Text excerpt:
CRT-free in 2023: tips and tricks

Seven years ago I wrote about “freestanding” Windows executables. After an additional seven years of practical experience both writing and distributing such programs, half using a custom-built toolchain, it’s time to revisit these cabalistic incantations and otherwise scant details. I’ve tweaked my older article over the years as I’ve learned, but this is a full replacement and does not assumes you’ve read it. The “why” has been covered and the focus will be on the “how”. Both the GNU and MSVC toolchains will be considered.

I no longer call these “freestanding” programs since that term is, at best, inaccurate. In fact, we will be actively avoiding GCC features associated with that label. Instead I call these CRT-free programs, where CRT stands for the C runtime the Windows-oriented term for libc. This term communicates both intent and scope.

Provided material:
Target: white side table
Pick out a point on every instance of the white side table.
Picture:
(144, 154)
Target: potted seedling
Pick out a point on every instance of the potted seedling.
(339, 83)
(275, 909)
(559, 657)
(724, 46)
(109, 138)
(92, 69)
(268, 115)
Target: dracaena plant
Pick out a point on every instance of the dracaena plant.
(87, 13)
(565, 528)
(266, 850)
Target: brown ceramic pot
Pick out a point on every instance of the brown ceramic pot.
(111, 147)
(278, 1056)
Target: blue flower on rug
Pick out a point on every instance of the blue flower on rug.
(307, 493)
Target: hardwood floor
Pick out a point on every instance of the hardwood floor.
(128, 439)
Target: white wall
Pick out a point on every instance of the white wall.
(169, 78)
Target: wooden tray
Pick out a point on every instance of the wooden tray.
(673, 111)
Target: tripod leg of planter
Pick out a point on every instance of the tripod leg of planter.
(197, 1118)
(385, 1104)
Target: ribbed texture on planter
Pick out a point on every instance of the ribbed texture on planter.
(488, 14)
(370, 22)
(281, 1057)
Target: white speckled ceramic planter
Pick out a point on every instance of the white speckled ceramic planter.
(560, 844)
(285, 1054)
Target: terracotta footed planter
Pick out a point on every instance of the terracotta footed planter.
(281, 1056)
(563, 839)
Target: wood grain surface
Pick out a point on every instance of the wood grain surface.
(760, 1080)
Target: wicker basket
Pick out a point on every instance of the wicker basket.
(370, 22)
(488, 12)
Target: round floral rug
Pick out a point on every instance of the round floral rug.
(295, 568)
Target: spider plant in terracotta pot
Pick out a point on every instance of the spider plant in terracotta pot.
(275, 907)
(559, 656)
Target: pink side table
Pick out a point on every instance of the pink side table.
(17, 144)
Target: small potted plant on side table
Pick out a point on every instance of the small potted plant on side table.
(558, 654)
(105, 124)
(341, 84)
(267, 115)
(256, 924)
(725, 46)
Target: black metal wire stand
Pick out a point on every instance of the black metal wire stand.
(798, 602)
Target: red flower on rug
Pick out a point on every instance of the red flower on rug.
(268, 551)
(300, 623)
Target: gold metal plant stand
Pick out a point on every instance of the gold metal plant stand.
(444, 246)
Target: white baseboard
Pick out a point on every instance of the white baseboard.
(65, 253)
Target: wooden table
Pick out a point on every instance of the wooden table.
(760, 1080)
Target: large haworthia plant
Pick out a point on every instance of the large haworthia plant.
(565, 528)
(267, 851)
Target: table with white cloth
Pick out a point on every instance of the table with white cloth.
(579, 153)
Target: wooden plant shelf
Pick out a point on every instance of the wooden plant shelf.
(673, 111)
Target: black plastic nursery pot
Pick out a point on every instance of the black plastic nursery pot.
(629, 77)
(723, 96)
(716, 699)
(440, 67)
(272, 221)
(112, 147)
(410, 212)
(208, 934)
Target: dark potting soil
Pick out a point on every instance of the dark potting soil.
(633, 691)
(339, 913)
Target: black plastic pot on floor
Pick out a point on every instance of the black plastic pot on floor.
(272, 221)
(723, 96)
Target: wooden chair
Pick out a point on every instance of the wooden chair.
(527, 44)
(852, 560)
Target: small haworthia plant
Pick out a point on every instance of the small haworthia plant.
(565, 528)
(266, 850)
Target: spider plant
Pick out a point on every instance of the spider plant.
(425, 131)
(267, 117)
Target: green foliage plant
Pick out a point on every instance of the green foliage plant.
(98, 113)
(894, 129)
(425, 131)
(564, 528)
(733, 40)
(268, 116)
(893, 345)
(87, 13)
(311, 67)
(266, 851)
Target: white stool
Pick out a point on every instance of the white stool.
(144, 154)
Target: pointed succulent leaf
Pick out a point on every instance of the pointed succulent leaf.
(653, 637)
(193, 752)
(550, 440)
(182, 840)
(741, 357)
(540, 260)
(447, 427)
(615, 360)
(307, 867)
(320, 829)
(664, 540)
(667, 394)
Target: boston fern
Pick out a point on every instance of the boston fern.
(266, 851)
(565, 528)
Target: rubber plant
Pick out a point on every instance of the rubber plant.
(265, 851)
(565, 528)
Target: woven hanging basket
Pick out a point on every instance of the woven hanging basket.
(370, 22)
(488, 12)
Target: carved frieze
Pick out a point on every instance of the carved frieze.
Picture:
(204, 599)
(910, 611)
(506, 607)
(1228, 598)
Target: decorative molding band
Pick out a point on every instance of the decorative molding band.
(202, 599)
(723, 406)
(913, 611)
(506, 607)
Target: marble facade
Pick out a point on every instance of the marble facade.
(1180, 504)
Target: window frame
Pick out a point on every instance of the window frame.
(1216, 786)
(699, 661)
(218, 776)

List of tasks:
a) Translate this sentence from the article on CRT-free programs into German: "This term communicates both intent and scope."
b) According to the article on CRT-free programs, which two toolchains will be considered?

Exercise answers:
a) Dieser Begriff vermittelt sowohl Absicht als auch Umfang.

b) The GNU and MSVC toolchains.